What to produce:
What is needed here is an exact reprint of every record below.

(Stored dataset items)
* * * * * * *
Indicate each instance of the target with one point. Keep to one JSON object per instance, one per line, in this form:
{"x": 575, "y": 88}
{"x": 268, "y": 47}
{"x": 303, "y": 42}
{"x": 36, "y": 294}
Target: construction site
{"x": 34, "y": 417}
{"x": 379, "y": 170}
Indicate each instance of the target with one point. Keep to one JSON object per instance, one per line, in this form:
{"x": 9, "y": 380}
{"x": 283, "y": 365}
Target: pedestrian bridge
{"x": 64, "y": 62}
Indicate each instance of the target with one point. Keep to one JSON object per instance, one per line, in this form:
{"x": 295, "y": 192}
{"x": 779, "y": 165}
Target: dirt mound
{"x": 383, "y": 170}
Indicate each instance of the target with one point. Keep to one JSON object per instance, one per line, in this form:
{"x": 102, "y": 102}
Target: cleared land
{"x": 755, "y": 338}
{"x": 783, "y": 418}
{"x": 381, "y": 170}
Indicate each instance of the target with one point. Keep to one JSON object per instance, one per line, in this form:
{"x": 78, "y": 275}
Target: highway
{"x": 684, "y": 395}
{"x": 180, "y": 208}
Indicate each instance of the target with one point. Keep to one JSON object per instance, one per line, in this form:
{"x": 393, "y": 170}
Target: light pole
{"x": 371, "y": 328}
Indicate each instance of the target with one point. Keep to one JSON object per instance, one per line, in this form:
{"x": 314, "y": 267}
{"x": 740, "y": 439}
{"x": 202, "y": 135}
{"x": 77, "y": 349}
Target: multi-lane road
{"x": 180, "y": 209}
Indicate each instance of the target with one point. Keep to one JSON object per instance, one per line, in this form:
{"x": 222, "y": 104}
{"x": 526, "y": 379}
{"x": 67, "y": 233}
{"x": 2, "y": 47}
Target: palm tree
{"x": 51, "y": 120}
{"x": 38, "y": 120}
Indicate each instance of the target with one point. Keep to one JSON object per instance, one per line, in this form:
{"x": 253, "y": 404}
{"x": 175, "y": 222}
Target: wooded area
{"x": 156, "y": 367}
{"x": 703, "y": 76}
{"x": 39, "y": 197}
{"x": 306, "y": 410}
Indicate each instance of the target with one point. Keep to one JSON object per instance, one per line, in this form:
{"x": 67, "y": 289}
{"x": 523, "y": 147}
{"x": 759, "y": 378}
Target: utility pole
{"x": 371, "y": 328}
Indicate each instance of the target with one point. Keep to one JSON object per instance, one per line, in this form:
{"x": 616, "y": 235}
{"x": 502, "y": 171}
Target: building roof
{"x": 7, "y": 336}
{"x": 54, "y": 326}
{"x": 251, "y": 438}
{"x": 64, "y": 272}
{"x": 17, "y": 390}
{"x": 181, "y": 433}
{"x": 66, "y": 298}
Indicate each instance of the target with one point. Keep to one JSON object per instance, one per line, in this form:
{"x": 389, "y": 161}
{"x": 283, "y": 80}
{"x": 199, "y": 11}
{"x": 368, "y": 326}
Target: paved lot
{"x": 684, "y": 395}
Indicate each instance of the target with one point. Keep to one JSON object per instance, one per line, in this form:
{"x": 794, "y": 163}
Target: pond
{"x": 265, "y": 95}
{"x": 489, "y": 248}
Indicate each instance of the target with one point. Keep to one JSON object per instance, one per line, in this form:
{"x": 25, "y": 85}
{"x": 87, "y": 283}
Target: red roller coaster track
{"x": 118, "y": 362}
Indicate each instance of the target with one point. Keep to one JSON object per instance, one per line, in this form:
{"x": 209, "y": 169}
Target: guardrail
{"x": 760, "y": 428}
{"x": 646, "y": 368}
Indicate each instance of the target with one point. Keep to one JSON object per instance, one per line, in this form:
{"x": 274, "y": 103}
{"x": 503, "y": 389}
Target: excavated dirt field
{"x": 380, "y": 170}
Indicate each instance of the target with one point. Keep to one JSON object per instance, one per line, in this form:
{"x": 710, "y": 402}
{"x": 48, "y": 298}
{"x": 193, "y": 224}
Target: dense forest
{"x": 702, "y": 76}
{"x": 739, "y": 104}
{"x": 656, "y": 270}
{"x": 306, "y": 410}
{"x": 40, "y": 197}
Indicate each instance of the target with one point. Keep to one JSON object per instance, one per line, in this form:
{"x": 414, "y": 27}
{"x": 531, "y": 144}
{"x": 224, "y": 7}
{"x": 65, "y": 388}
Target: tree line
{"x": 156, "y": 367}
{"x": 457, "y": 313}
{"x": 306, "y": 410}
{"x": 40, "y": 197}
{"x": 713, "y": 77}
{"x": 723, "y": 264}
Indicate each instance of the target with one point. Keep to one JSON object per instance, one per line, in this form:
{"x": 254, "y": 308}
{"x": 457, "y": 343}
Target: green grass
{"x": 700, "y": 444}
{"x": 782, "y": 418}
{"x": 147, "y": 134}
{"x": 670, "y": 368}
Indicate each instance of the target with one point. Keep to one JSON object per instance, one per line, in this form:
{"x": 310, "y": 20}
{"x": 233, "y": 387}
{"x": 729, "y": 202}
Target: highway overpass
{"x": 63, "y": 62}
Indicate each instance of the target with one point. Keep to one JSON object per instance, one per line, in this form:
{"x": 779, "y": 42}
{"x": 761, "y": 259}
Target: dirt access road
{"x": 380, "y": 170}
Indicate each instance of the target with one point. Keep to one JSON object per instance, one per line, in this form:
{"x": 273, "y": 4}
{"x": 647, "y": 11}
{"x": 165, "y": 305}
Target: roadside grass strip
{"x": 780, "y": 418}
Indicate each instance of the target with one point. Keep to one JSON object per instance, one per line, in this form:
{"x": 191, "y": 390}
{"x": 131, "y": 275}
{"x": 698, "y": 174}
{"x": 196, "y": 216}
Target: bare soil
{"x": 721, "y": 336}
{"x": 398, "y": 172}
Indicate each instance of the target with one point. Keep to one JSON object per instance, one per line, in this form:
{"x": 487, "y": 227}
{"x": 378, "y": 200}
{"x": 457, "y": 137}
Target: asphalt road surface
* * * * * * *
Solution for this task:
Indicate each instance of the target with one point. Keep to one JSON object per instance, one per line, in this form:
{"x": 575, "y": 88}
{"x": 268, "y": 47}
{"x": 303, "y": 42}
{"x": 36, "y": 294}
Target: construction site
{"x": 34, "y": 417}
{"x": 379, "y": 170}
Indicate each instance of the target with one point. Keep to one JSON object per instance, one per line, in this form:
{"x": 9, "y": 380}
{"x": 283, "y": 365}
Target: pedestrian bridge
{"x": 64, "y": 62}
Indicate each instance of the target with one point. Keep to one JSON object per instance, one per line, in this form:
{"x": 295, "y": 192}
{"x": 779, "y": 165}
Target: dirt mound
{"x": 383, "y": 170}
Indicate each instance of the target with one point. Keep to one JSON object per instance, one per line, in this form:
{"x": 102, "y": 102}
Target: cleared land
{"x": 755, "y": 338}
{"x": 783, "y": 418}
{"x": 381, "y": 170}
Indicate each instance of the target with one point. Keep to one JSON object per instance, one per line, in this form:
{"x": 78, "y": 275}
Target: highway
{"x": 684, "y": 395}
{"x": 180, "y": 208}
Indicate each instance of the target with one point. Keep to one JSON object per instance, one per line, in this form:
{"x": 393, "y": 170}
Target: light pole
{"x": 371, "y": 328}
Indicate each instance of the target with one point. Keep to one JSON object per instance, one per line, in this form:
{"x": 314, "y": 267}
{"x": 740, "y": 439}
{"x": 202, "y": 135}
{"x": 77, "y": 349}
Target: multi-lane road
{"x": 180, "y": 209}
Indicate each instance of the target with one point. Keep to one JSON object per instance, one per line, in this form:
{"x": 222, "y": 104}
{"x": 526, "y": 379}
{"x": 67, "y": 233}
{"x": 2, "y": 47}
Target: palm tree
{"x": 51, "y": 120}
{"x": 38, "y": 120}
Indicate each instance of the target with one point. Keep to one JSON object per instance, one per line, in this form:
{"x": 253, "y": 404}
{"x": 175, "y": 222}
Target: wooded area
{"x": 156, "y": 367}
{"x": 703, "y": 76}
{"x": 39, "y": 197}
{"x": 306, "y": 410}
Indicate each instance of the target with one point. Keep to one JSON object per instance, one per line, in this form:
{"x": 67, "y": 289}
{"x": 523, "y": 147}
{"x": 759, "y": 378}
Target: utility pole
{"x": 371, "y": 328}
Indicate each instance of the target with one point. Keep to one JSON object per instance, one per line, in this form:
{"x": 616, "y": 235}
{"x": 502, "y": 171}
Target: building roof
{"x": 7, "y": 336}
{"x": 54, "y": 326}
{"x": 251, "y": 438}
{"x": 64, "y": 272}
{"x": 17, "y": 390}
{"x": 181, "y": 433}
{"x": 66, "y": 298}
Indicate each instance of the target with one point. Keep to one JSON object per instance, one per line, in this form:
{"x": 389, "y": 161}
{"x": 283, "y": 80}
{"x": 199, "y": 11}
{"x": 368, "y": 326}
Target: paved lot
{"x": 684, "y": 395}
Indicate each instance of the target with one point. Keep to one JSON object per instance, one per line, in this form:
{"x": 794, "y": 163}
Target: pond
{"x": 265, "y": 95}
{"x": 489, "y": 248}
Indicate each instance of the target with one point. Keep to one JSON object per instance, one per line, in this form:
{"x": 25, "y": 85}
{"x": 87, "y": 283}
Target: red roller coaster track
{"x": 118, "y": 362}
Indicate each instance of the target with one point. Keep to one JSON object per instance, one per line, in this form:
{"x": 209, "y": 169}
Target: guardrail
{"x": 760, "y": 428}
{"x": 646, "y": 368}
Indicate each instance of the target with one point. Keep to one JSON object per instance, one per line, in this form:
{"x": 274, "y": 103}
{"x": 503, "y": 389}
Target: excavated dirt field
{"x": 380, "y": 170}
Indicate each instance of the target with one point. Keep to one JSON object per instance, one per line, in this form:
{"x": 710, "y": 402}
{"x": 48, "y": 298}
{"x": 193, "y": 224}
Target: dense forest
{"x": 702, "y": 76}
{"x": 739, "y": 104}
{"x": 656, "y": 270}
{"x": 306, "y": 410}
{"x": 40, "y": 197}
Indicate each instance of the target with one point. Keep to one JSON object per instance, one per line, in this form:
{"x": 414, "y": 27}
{"x": 531, "y": 144}
{"x": 224, "y": 7}
{"x": 65, "y": 388}
Target: tree line
{"x": 156, "y": 367}
{"x": 457, "y": 313}
{"x": 306, "y": 410}
{"x": 40, "y": 197}
{"x": 713, "y": 77}
{"x": 723, "y": 264}
Indicate each instance of the target with one point. Keep to one JSON object per instance, one per line, in this form:
{"x": 254, "y": 308}
{"x": 457, "y": 343}
Target: green grass
{"x": 700, "y": 444}
{"x": 782, "y": 418}
{"x": 147, "y": 134}
{"x": 670, "y": 368}
Indicate each instance of the target with one point. Keep to one JSON object per instance, one per line, in this form:
{"x": 310, "y": 20}
{"x": 233, "y": 387}
{"x": 729, "y": 202}
Target: highway overpass
{"x": 63, "y": 62}
Indicate each instance of the target with one point. Keep to one JSON object per instance, one per line, in this form:
{"x": 779, "y": 42}
{"x": 761, "y": 259}
Target: dirt access road
{"x": 380, "y": 170}
Indicate each instance of the target with one point. Keep to one JSON object per instance, one per line, in this form:
{"x": 273, "y": 4}
{"x": 647, "y": 11}
{"x": 165, "y": 305}
Target: roadside grass strip
{"x": 780, "y": 418}
Indicate each instance of the target with one point. Keep to one JSON object per instance, one per line, in this form:
{"x": 191, "y": 390}
{"x": 131, "y": 275}
{"x": 698, "y": 174}
{"x": 196, "y": 216}
Target: bare soil
{"x": 721, "y": 336}
{"x": 398, "y": 172}
Indicate each instance of the target with one point. Keep to one JSON object per instance, one per line, in this form:
{"x": 487, "y": 227}
{"x": 378, "y": 200}
{"x": 457, "y": 137}
Target: asphalt road surface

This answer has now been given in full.